• [Tasks to perform]
1. Answer these questions from the holiday gatherings text.
(a) On which website can you find screening questions and a script?
(b) What is the largest table size it suggests?
(c) For a Zoom meal, what does it suggest using in place of a small computer screen?
2. From the holiday gatherings text, repeat word for word the passage that opens with the words containing "Do a quick text, email" and closes with "politely to leave.".

--- Text excerpt Enclosed Below ---

Do a quick text, email or phone call to your guests (you can find a guideline of screening questions and even a script on the CDC website, and once they arrive take a quick temperature scan. If anyone isn’t feeling well or has a fever upon arriving, don’t feel awkward to ask them politely to leave.
Wear masks and socially distance yourselves.
Per the mask mandate in Minnesota, masks must be worn indoors, unless there is a medical condition. Everyone is aware of this fact now in public spaces. Where it gets tricky is when you are moving into indoor spaces that are the homes of your family and friends. According to the mandate, masks should still be worn indoors when not with immediate family members, except when eating or drinking. Now, it’s the holidays, there is lots of eating and drinking going on. Use your best judgement on wearing your mask. The big thing is to keep socially distant from other guests (guidelines recommend 6 feet). Because of this guideline, you may have to get creative with your seating arrangements. Try to keep your table sizes small (4 people or less) and keep immediate family members together.
Also, if you choose not to get together over the holidays, that doesn’t mean you can’t celebrate with your loved ones! Here are a few creative ways you can get in the holiday spirit, even when you can’t physically get together…
I know, I know. Zoom meetings, Zoom events, Zoom birthdays, Zoom, Zoom, Zoom. We are all Zoomed out. But, doing a Thanksgiving or Christmas Zoom meal might be the easiest way to see all of your family members. One way to mix it up is to enlarge your screen. Instead of setting up the small computer screen, try a projector or TV screen where everyone on the call can see what is going on at your table. When it’s time to go around the table (or the Zoom squares) to say what we are all thankful for, don’t forget to press the record button on your meeting. 2020 is going to be a year that none of us will ever forget. But five or ten years from now, how cool will it be to go back and watch a video with your family and friends saying despite the craziness, they still found reasons to be hopeful and thankful this year?!

--- End of Enclosed Text excerpt ---
--- Records Enclosed Below ---

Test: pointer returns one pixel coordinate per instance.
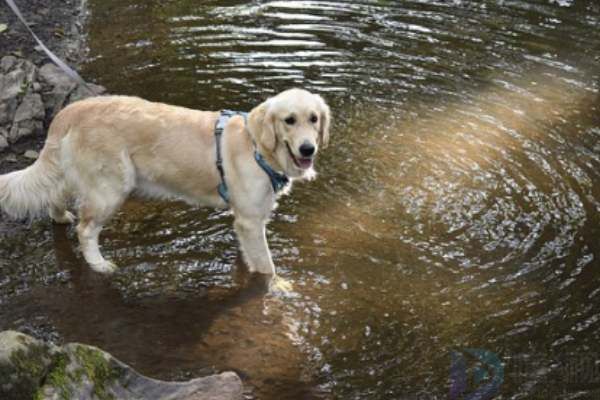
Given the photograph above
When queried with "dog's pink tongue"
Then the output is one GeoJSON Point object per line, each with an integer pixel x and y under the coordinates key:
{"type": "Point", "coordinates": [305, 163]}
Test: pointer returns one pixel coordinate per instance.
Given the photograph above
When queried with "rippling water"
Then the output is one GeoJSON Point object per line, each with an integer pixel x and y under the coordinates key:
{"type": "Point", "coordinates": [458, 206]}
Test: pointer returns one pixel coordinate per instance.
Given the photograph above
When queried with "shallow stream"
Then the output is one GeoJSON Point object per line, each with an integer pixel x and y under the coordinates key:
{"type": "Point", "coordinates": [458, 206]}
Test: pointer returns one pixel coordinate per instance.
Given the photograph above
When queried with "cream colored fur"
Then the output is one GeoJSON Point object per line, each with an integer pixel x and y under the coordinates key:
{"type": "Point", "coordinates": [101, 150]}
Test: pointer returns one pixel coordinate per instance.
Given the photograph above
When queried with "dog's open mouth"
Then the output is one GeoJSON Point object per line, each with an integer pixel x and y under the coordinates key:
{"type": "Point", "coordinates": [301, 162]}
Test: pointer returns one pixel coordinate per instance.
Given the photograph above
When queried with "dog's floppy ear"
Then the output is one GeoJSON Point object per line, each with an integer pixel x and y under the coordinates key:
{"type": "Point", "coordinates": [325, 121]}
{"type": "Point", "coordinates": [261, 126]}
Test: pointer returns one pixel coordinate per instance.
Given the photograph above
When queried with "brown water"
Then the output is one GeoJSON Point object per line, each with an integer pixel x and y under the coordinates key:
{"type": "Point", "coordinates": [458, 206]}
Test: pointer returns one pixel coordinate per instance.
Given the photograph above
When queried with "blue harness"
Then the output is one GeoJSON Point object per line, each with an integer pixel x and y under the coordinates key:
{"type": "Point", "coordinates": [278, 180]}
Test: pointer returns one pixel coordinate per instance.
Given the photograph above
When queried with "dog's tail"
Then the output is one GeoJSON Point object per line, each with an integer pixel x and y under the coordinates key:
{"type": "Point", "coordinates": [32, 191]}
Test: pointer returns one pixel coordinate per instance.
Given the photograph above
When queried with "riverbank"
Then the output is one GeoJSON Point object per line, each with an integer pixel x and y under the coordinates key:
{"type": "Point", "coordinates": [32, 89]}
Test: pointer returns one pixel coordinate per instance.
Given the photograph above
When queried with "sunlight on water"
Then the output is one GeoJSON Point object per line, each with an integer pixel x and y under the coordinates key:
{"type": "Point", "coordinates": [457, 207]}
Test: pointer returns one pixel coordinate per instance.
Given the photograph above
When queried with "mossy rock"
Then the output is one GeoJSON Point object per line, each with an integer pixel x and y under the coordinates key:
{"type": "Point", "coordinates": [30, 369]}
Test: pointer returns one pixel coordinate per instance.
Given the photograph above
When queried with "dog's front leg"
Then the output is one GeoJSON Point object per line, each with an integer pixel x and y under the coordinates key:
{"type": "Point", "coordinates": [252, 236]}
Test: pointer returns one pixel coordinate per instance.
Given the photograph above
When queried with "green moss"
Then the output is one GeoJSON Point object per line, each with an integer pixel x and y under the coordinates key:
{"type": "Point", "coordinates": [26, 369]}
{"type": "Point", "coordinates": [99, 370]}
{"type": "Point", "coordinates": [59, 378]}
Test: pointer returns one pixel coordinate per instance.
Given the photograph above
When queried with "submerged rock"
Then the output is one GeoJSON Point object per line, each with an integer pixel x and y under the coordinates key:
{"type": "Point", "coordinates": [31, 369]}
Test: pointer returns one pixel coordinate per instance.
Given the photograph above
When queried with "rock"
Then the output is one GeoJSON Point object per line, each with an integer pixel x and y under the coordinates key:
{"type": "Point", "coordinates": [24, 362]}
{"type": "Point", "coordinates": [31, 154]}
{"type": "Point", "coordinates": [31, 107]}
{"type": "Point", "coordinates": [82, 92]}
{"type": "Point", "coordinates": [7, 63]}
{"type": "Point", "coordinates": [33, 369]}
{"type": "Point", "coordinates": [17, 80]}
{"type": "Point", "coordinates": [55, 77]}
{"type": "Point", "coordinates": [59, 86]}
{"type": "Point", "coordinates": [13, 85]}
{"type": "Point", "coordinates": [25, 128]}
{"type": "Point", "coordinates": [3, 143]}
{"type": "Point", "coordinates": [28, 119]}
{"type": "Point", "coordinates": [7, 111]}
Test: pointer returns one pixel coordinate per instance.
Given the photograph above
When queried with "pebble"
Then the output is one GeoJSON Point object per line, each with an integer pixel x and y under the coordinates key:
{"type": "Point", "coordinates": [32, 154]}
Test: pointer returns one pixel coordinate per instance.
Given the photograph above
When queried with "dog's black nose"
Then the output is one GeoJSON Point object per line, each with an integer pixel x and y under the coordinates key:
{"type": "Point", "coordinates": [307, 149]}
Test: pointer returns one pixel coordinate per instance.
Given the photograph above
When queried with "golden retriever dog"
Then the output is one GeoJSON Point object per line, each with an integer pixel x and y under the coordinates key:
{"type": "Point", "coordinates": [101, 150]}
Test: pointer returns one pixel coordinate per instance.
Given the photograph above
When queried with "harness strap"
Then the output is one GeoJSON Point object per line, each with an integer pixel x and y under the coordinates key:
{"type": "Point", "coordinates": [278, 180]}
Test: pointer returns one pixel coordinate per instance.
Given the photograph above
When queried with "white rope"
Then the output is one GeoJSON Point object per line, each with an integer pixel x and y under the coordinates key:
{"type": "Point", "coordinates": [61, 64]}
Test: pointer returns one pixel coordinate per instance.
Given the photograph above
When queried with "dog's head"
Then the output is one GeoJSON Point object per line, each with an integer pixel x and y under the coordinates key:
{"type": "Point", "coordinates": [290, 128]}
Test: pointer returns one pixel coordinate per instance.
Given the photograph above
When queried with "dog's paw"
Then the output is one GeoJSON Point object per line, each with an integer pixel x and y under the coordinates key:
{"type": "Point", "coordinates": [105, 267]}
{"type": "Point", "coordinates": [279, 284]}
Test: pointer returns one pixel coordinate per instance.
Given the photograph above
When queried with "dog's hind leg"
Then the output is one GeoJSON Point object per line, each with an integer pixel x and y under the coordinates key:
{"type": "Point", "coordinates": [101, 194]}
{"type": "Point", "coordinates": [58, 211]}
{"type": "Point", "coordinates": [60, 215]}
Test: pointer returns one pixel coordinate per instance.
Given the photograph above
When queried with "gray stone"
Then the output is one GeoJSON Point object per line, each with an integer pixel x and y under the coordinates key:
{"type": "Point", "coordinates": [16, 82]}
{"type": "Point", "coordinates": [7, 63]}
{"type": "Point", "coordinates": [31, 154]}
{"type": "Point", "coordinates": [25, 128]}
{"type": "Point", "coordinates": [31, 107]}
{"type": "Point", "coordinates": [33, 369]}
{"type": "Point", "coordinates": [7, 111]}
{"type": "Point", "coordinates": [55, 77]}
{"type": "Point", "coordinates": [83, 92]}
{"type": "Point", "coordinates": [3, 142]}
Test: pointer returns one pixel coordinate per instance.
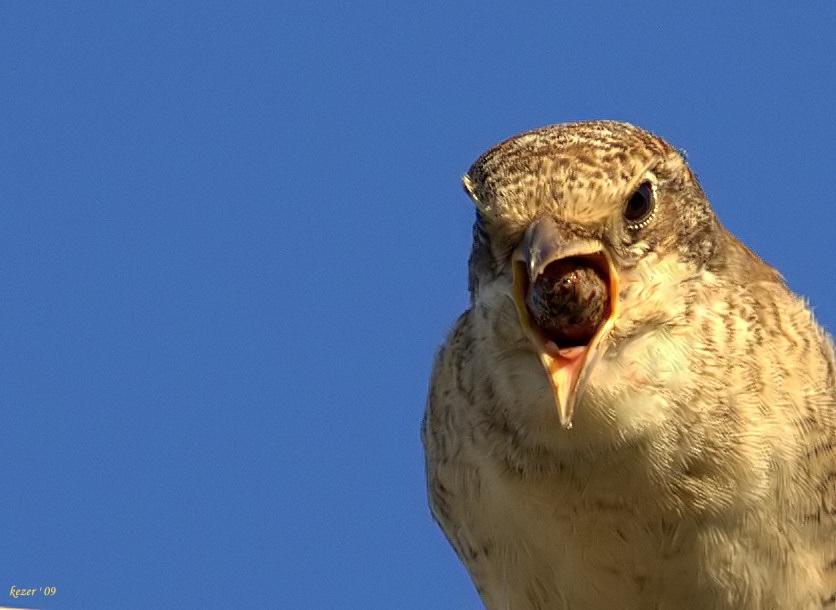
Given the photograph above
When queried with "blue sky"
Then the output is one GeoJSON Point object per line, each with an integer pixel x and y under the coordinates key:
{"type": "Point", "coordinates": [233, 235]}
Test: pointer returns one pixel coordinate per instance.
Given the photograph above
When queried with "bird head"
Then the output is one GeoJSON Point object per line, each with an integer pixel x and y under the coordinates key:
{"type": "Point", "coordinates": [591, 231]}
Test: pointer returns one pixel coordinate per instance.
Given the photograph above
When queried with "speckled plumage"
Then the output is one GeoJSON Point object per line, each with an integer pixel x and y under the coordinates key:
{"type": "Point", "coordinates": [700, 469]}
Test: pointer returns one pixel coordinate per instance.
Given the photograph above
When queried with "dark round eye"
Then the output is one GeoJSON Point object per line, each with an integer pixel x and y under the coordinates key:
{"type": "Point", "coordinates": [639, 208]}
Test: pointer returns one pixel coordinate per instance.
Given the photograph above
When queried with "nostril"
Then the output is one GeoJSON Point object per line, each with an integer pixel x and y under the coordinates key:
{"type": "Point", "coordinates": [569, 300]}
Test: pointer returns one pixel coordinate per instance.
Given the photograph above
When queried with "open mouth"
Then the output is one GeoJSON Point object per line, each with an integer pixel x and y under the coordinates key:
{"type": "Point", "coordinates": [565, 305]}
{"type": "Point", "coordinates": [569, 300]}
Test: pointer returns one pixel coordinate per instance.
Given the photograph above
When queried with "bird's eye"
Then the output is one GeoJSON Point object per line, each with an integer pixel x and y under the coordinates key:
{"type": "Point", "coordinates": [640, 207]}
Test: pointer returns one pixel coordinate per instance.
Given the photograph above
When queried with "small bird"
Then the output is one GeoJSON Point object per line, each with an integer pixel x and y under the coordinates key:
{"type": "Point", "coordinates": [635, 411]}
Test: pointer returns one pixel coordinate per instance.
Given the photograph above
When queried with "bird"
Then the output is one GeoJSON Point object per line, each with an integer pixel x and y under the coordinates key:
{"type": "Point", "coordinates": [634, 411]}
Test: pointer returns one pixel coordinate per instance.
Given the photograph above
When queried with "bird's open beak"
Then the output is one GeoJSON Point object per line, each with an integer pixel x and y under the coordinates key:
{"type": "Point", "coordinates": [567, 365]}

--- End of Enclosed Records ---

• [Answers given]
1.
(a) The CDC website.
(b) 4 people.
(c) A projector or TV screen.

2.
Do a quick text, email or phone call to your guests (you can find a guideline of screening questions and even a script on the CDC website, and once they arrive take a quick temperature scan. If anyone isn’t feeling well or has a fever upon arriving, don’t feel awkward to ask them politely to leave.